- AIM -
Tally how many lines of the items contain the string "roof". Reply with the number alone.

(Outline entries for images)

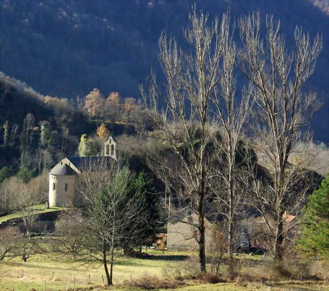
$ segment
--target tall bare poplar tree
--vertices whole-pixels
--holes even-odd
[[[298,211],[307,190],[294,190],[303,178],[300,171],[303,159],[294,163],[288,159],[299,142],[307,144],[311,141],[305,127],[320,102],[315,93],[306,93],[303,86],[314,72],[322,38],[317,35],[311,40],[297,27],[296,48],[290,52],[279,31],[280,22],[272,16],[266,17],[264,38],[259,13],[241,18],[239,24],[243,45],[240,67],[255,87],[254,146],[271,180],[269,185],[255,181],[252,202],[271,234],[274,258],[280,260],[286,234],[284,213]]]
[[[161,34],[159,57],[165,88],[157,86],[154,76],[147,93],[141,88],[150,117],[178,157],[180,182],[198,214],[197,241],[203,273],[206,271],[203,204],[211,167],[207,148],[215,129],[211,112],[216,110],[211,104],[211,96],[223,77],[221,60],[230,38],[227,14],[223,15],[220,25],[217,18],[208,23],[208,18],[202,11],[198,15],[195,7],[190,14],[190,25],[184,31],[190,48],[188,52],[180,49],[176,40],[165,32]]]
[[[226,26],[230,27],[229,17]],[[233,258],[234,224],[240,214],[240,207],[245,192],[245,177],[242,169],[244,149],[241,142],[243,126],[252,108],[252,87],[244,88],[241,94],[236,94],[236,80],[234,74],[237,49],[232,37],[226,33],[223,50],[223,76],[218,90],[212,95],[214,117],[218,123],[221,137],[214,138],[218,166],[213,170],[211,187],[217,198],[217,210],[227,222],[228,253]]]

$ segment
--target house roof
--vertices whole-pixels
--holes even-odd
[[[61,176],[70,176],[76,175],[76,172],[67,164],[61,165],[59,167],[53,169],[50,173],[50,175],[59,175]]]
[[[293,221],[296,216],[285,213],[282,217],[286,222],[290,223]]]
[[[110,135],[110,136],[108,137],[108,138],[106,140],[106,141],[105,141],[105,142],[107,142],[107,141],[108,141],[111,138],[112,138],[112,140],[114,142],[115,142],[115,143],[116,143],[116,139],[115,139],[115,138],[114,136],[112,136],[112,135]]]

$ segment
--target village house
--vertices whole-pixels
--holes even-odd
[[[284,225],[293,223],[295,216],[286,213],[282,216]],[[217,222],[220,228],[225,228],[224,222]],[[192,251],[198,248],[196,238],[197,238],[198,224],[198,215],[190,207],[177,209],[175,214],[170,216],[167,225],[167,249],[173,251]],[[214,224],[205,219],[205,249],[212,251],[214,237]],[[253,248],[262,249],[265,247],[262,243],[259,234],[264,233],[266,228],[264,219],[261,217],[251,217],[238,220],[235,227],[235,251],[250,251]]]
[[[49,173],[49,206],[78,205],[76,183],[84,165],[89,161],[97,161],[100,158],[117,160],[116,147],[116,142],[110,136],[104,143],[101,156],[65,158],[56,165]]]

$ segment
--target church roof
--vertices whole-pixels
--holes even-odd
[[[97,162],[108,162],[111,159],[110,157],[69,157],[68,160],[79,171],[86,168],[90,163]]]
[[[76,172],[75,172],[75,171],[74,171],[68,165],[64,164],[64,165],[61,165],[59,167],[53,169],[49,174],[50,175],[69,176],[72,175],[76,175]]]

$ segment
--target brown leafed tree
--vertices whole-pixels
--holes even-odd
[[[0,229],[0,261],[6,256],[9,258],[16,256],[20,235],[18,230],[12,226]]]
[[[254,146],[271,180],[267,184],[255,180],[251,201],[272,235],[274,259],[280,260],[286,234],[284,213],[298,212],[307,190],[302,187],[294,191],[304,176],[300,163],[290,163],[289,160],[295,145],[311,142],[306,128],[320,102],[315,93],[305,91],[304,85],[314,71],[322,38],[317,35],[312,40],[297,27],[295,48],[289,51],[284,35],[280,32],[280,22],[272,16],[266,17],[264,37],[259,13],[241,17],[239,24],[242,44],[239,67],[255,87],[253,96],[257,105],[251,127]],[[302,156],[307,148],[303,148]]]
[[[106,140],[110,136],[110,132],[104,123],[97,126],[97,136],[104,141]]]
[[[111,92],[105,102],[106,115],[112,121],[120,121],[122,111],[121,97],[117,92]]]
[[[97,117],[101,115],[104,108],[104,98],[99,90],[94,88],[85,99],[85,110],[91,117]]]
[[[178,160],[179,184],[198,215],[196,239],[202,273],[206,271],[204,203],[212,166],[208,146],[215,127],[212,112],[216,110],[212,96],[223,76],[223,52],[231,38],[227,14],[221,24],[217,18],[209,23],[208,18],[202,11],[197,15],[195,7],[190,14],[190,25],[184,30],[188,52],[162,33],[159,58],[165,88],[158,87],[154,76],[147,93],[141,88],[152,121]]]

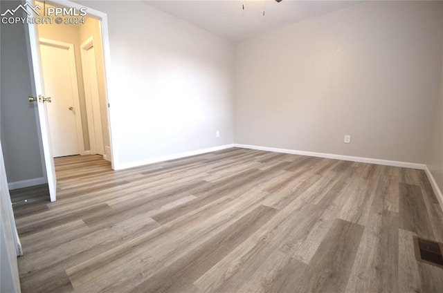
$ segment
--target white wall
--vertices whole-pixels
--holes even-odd
[[[43,7],[43,4],[41,5]],[[80,57],[80,29],[77,26],[59,25],[53,23],[40,24],[37,26],[39,37],[60,41],[74,45],[75,66],[77,72],[77,84],[78,85],[78,96],[82,113],[82,126],[83,129],[83,140],[84,149],[89,150],[89,136],[88,135],[88,122],[86,115],[84,102],[84,88],[83,86],[83,73],[82,71],[82,59]]]
[[[117,164],[233,142],[230,42],[141,2],[79,3],[108,16]]]
[[[109,131],[108,125],[108,108],[106,93],[106,81],[105,74],[105,64],[103,57],[103,45],[102,42],[101,23],[98,19],[92,17],[87,17],[86,22],[79,26],[80,44],[83,44],[90,37],[93,37],[96,62],[97,66],[97,79],[98,82],[98,95],[100,106],[100,117],[103,133],[103,145],[109,147]],[[80,49],[79,49],[80,50]],[[110,160],[109,158],[107,158]]]
[[[15,8],[18,3],[1,1],[1,10]],[[0,126],[8,179],[10,183],[42,184],[35,112],[28,102],[32,90],[24,26],[1,24],[0,30]]]
[[[239,42],[235,142],[424,163],[442,10],[367,1]]]
[[[443,12],[442,18],[443,18]],[[443,26],[442,26],[442,37],[441,39],[443,42]],[[434,120],[427,152],[426,166],[435,180],[434,189],[437,191],[437,196],[440,196],[440,203],[443,205],[442,194],[443,192],[443,50],[442,50],[442,56],[440,86],[434,106]]]

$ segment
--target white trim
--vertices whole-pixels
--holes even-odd
[[[424,165],[424,173],[426,173],[426,176],[428,176],[428,179],[431,182],[431,186],[432,187],[432,189],[434,191],[434,193],[435,193],[435,197],[438,200],[438,203],[440,204],[440,207],[442,208],[442,210],[443,210],[443,193],[442,193],[442,190],[440,189],[440,187],[437,185],[435,178],[434,178],[434,176],[433,176],[432,173],[431,173],[431,170],[429,170],[427,165]]]
[[[15,182],[8,183],[8,188],[9,190],[18,189],[19,188],[29,187],[31,186],[40,185],[42,184],[48,183],[44,178],[41,177],[39,178],[27,179],[26,180],[16,181]]]
[[[91,54],[93,57],[93,62],[90,62],[88,57],[88,51],[89,50],[92,50]],[[89,37],[80,44],[80,55],[82,57],[84,100],[89,132],[91,153],[98,153],[105,155],[105,142],[103,140],[100,91],[98,89],[97,77],[97,61],[96,59],[93,36]]]
[[[103,159],[107,161],[110,161],[112,158],[111,155],[111,146],[105,146],[105,155],[103,155]]]
[[[362,163],[377,164],[386,166],[400,167],[403,168],[424,169],[424,164],[410,163],[408,162],[390,161],[388,160],[372,159],[370,158],[354,157],[352,155],[334,155],[332,153],[315,153],[313,151],[296,151],[293,149],[278,149],[268,146],[253,146],[249,144],[234,144],[235,147],[257,149],[259,151],[273,151],[275,153],[291,153],[293,155],[309,155],[311,157],[326,158],[328,159],[343,160],[344,161],[359,162]]]
[[[78,84],[77,83],[77,66],[75,64],[75,53],[74,45],[53,39],[39,38],[40,45],[51,46],[68,50],[69,54],[69,65],[71,69],[71,84],[72,84],[73,95],[74,96],[74,108],[75,114],[75,126],[77,126],[77,143],[80,155],[84,155],[84,142],[83,140],[83,126],[82,125],[82,111],[80,108],[80,97],[78,94]],[[43,77],[44,80],[44,76]]]
[[[233,147],[233,144],[226,144],[224,146],[210,147],[207,149],[197,149],[195,151],[186,151],[184,153],[174,153],[172,155],[163,155],[161,157],[151,158],[147,160],[139,161],[128,162],[126,163],[116,164],[115,170],[132,168],[134,167],[143,166],[149,164],[157,163],[159,162],[168,161],[170,160],[179,159],[181,158],[190,157],[191,155],[201,155],[202,153],[210,153],[211,151],[220,151],[222,149]]]

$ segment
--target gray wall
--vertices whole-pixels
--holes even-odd
[[[1,1],[2,11],[17,1]],[[44,177],[23,25],[0,26],[0,126],[9,182]]]
[[[108,16],[118,167],[233,142],[231,42],[141,1],[79,3]]]
[[[13,293],[20,292],[17,228],[4,168],[0,144],[0,292]]]
[[[442,14],[443,18],[443,13]],[[443,26],[442,27],[443,34]],[[443,54],[443,50],[442,50]],[[443,192],[443,58],[440,62],[440,87],[434,111],[431,138],[428,144],[426,165]],[[443,200],[443,198],[442,198]]]
[[[240,41],[235,142],[424,164],[442,10],[366,1]]]

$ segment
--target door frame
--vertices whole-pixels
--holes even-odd
[[[87,51],[92,48],[93,50],[94,57],[94,68],[96,68],[96,80],[93,81],[97,86],[97,99],[98,101],[95,101],[96,104],[98,104],[98,108],[94,107],[93,97],[91,95],[91,93],[87,93],[87,89],[92,88],[91,79],[91,64],[89,64],[89,58],[87,57]],[[102,151],[104,156],[105,155],[105,142],[103,141],[103,125],[102,124],[102,113],[100,111],[100,93],[98,93],[98,80],[97,79],[97,60],[96,59],[96,46],[94,44],[93,36],[89,37],[80,44],[80,56],[82,58],[82,70],[83,73],[83,84],[84,86],[84,101],[86,102],[86,111],[87,117],[88,120],[88,131],[89,134],[89,145],[91,149],[91,154],[94,155],[96,153],[100,153],[98,151],[98,147],[97,142],[98,140],[101,140],[101,145],[102,146]],[[98,117],[99,122],[96,123]],[[98,135],[97,135],[98,132]]]
[[[109,46],[109,32],[108,28],[108,19],[107,15],[105,12],[102,12],[99,10],[96,10],[95,9],[91,8],[88,6],[84,6],[80,3],[74,3],[70,1],[65,0],[50,0],[46,1],[49,3],[53,3],[58,6],[62,6],[66,7],[68,8],[76,8],[80,10],[82,8],[87,8],[87,13],[88,17],[91,17],[100,20],[100,30],[101,30],[101,38],[102,38],[102,49],[103,50],[103,65],[105,67],[104,74],[105,74],[105,95],[106,95],[106,101],[108,105],[107,107],[107,120],[108,120],[108,126],[109,126],[109,147],[111,156],[109,158],[111,160],[111,165],[113,170],[115,169],[115,166],[118,164],[118,144],[116,141],[116,135],[114,135],[114,129],[116,127],[114,127],[114,124],[113,123],[113,115],[112,115],[112,108],[111,108],[110,105],[112,104],[112,95],[111,94],[111,91],[110,90],[111,87],[111,83],[109,82],[108,79],[110,76],[111,76],[111,54],[110,54],[110,46]],[[30,46],[34,46],[33,42],[30,42]],[[46,169],[45,169],[46,172]]]
[[[55,41],[50,39],[39,37],[40,45],[51,46],[68,50],[69,55],[69,65],[71,69],[71,83],[72,84],[73,95],[74,96],[74,107],[75,111],[75,126],[77,127],[77,142],[80,155],[85,155],[84,141],[83,140],[83,126],[82,125],[82,111],[80,108],[80,95],[78,94],[78,84],[77,82],[77,66],[75,66],[75,53],[73,44]],[[40,51],[41,52],[41,51]],[[42,62],[43,63],[43,62]],[[42,64],[43,66],[43,64]],[[44,80],[44,75],[43,80]],[[53,98],[55,98],[54,97]],[[51,130],[51,128],[50,128]]]

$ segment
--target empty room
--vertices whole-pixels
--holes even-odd
[[[0,292],[443,292],[443,1],[1,1]]]

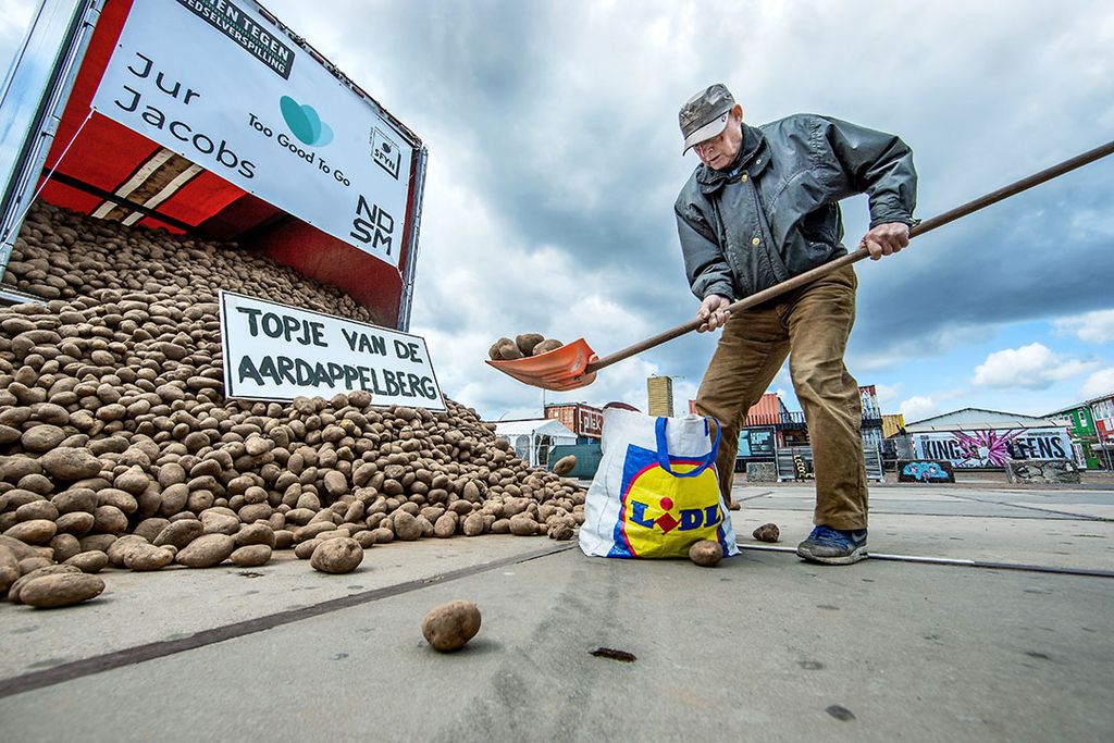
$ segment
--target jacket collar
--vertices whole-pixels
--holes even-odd
[[[723,170],[701,165],[696,169],[696,183],[702,194],[710,195],[729,183],[736,183],[745,170],[752,178],[762,174],[770,165],[770,145],[761,130],[743,124],[743,144],[734,162]]]

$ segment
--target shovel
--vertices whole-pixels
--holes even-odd
[[[1096,147],[1068,160],[1064,160],[1059,165],[1054,165],[1051,168],[1030,175],[1027,178],[1022,178],[1016,183],[1004,186],[998,190],[991,192],[985,196],[976,198],[975,201],[967,202],[950,212],[945,212],[944,214],[937,215],[931,219],[926,219],[910,229],[909,236],[916,237],[917,235],[924,235],[930,229],[936,229],[937,227],[946,225],[949,222],[955,222],[959,217],[967,216],[971,212],[977,212],[985,206],[989,206],[990,204],[1000,202],[1004,198],[1019,194],[1023,190],[1037,186],[1046,180],[1052,180],[1056,176],[1074,170],[1075,168],[1082,167],[1088,163],[1093,163],[1102,157],[1106,157],[1111,153],[1114,153],[1114,141],[1106,143],[1101,147]],[[825,263],[822,266],[818,266],[811,271],[793,276],[789,281],[783,281],[775,286],[771,286],[770,289],[765,289],[761,292],[739,300],[737,302],[729,305],[727,311],[735,314],[746,310],[747,307],[761,304],[762,302],[772,300],[773,297],[784,294],[785,292],[809,284],[821,276],[842,268],[843,266],[858,263],[869,255],[870,251],[866,247],[860,247],[854,253],[848,253],[847,255],[836,258],[830,263]],[[568,345],[563,345],[559,349],[555,349],[536,356],[516,359],[514,361],[488,361],[488,363],[502,373],[514,377],[524,384],[540,387],[544,390],[554,390],[558,392],[575,390],[577,388],[592,384],[596,380],[596,372],[600,369],[610,366],[614,363],[642,353],[643,351],[652,349],[655,345],[661,345],[666,341],[672,341],[673,339],[684,335],[685,333],[691,333],[704,324],[704,322],[705,321],[700,320],[698,317],[690,320],[688,322],[677,325],[676,327],[672,327],[664,333],[658,333],[653,338],[635,343],[634,345],[627,346],[622,351],[616,351],[609,356],[604,356],[603,359],[598,358],[595,351],[593,351],[585,340],[580,338],[573,341]]]

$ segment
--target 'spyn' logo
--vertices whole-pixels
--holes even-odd
[[[302,144],[324,147],[333,140],[333,130],[321,120],[313,106],[299,104],[290,96],[283,96],[278,106],[286,126]]]

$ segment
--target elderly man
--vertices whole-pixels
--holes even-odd
[[[861,403],[843,364],[854,322],[854,271],[847,266],[732,317],[733,301],[847,253],[839,199],[870,198],[871,258],[909,244],[917,202],[912,154],[898,137],[838,119],[797,115],[752,127],[723,85],[681,108],[684,150],[696,167],[675,205],[685,270],[701,300],[702,331],[723,327],[696,397],[720,421],[716,462],[725,502],[739,429],[789,356],[804,409],[815,471],[815,528],[798,555],[849,565],[867,556],[867,478]]]

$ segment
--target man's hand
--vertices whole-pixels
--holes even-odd
[[[870,232],[859,241],[859,247],[870,251],[870,260],[877,261],[883,255],[892,255],[909,244],[909,225],[903,222],[887,222]]]
[[[696,312],[696,316],[703,320],[704,323],[696,331],[704,333],[726,324],[731,316],[731,313],[727,312],[729,304],[731,304],[731,300],[722,294],[709,294],[705,296],[704,301],[701,302],[700,310]]]

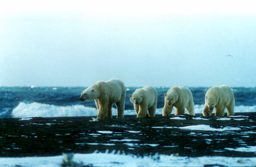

- REPLY TO THE TASK -
2